# 1,000 rep leg session



## liam0810 (Jan 6, 2011)

I was thinking last night of something new and horrible to try for legs and came up with 1,000 rep session. So i need some input on what i could do? Its gonna be brutal!


----------



## stoatman (Sep 13, 2012)

1000 squats ?


----------



## squatthis (May 3, 2010)

Someone likes crippling pain....

This sounds horrible. 5 x 20 rep squats kill me enough. Suppose you could start with them?


----------



## Major Eyeswater (Nov 2, 2013)

liam0810 said:


> I was thinking last night of something new and horrible to try for legs and came up with 1,000 rep session. So i need some input on what i could do? Its gonna be brutal!


I did a few months of really high rep leg work a while back, and my main memory of it is the mind-buggering boredom.


----------



## Ginger Ben (Oct 5, 2010)

10 exercises, 100 reps of each would be the basis if I was going to do something this mental


----------



## liam0810 (Jan 6, 2011)

stoatman said:


> 1000 squats ?


haha fcuk off i'd never walk again!


----------



## lickatsplit (Aug 21, 2012)

would this not bew less stressful on your back to do them on a leg press? or am I just being chicken?


----------



## Mingster (Mar 25, 2011)

Major Eyeswater said:


> I did a few months of really high rep leg work a while back, and my main memory of it is the mind-buggering boredom.


This.

Can't imagine the results being worth the monotony tbh...


----------



## liam0810 (Jan 6, 2011)

squatthis said:


> Someone likes crippling pain....

● Data lines:
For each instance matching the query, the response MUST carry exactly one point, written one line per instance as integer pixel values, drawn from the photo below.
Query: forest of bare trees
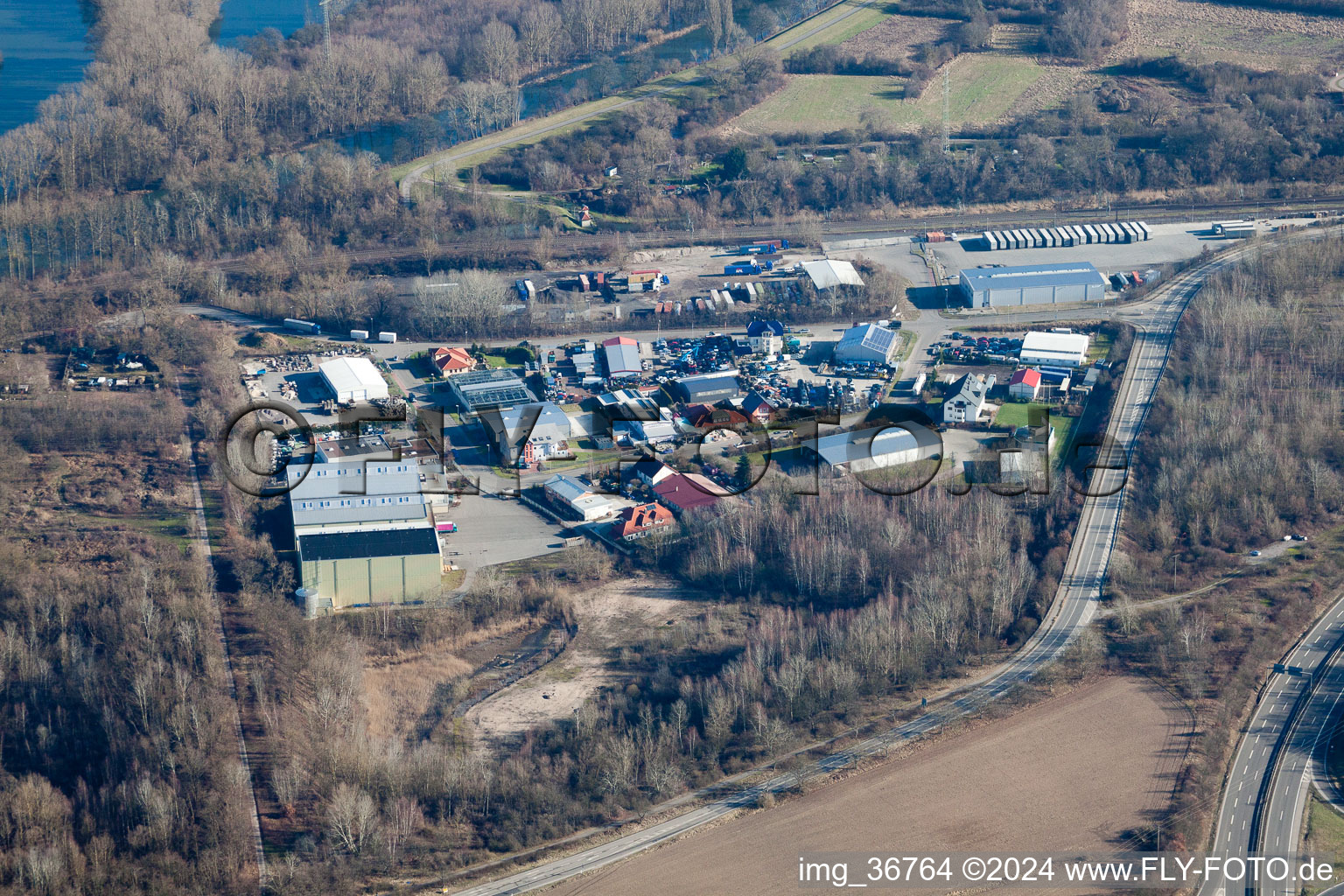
(1246, 444)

● Challenge: Continue the forum thread about the 1,000-rep leg session from the point where it stops.

● Task result:
> 
> This sounds horrible. 5 x 20 rep squats kill me enough. Suppose you could start with them?


yeah i was gonna start with them and then close stance leg press 2 x 50, wide stance 2 x 50


----------



## liam0810 (Jan 6, 2011)

Mingster said:


> This.
> 
> Can't imagine the results being worth the monotony tbh...


I just want to see how i do. I like high volume on legs sometimes and just want to see what trying to do 1,000 reps would be like.


----------



## Benchbum (Apr 20, 2011)

Pt welsh did this in his current show prep as last workout for total gycogen depletion... Can't

See much point beyond that


----------



## liam0810 (Jan 6, 2011)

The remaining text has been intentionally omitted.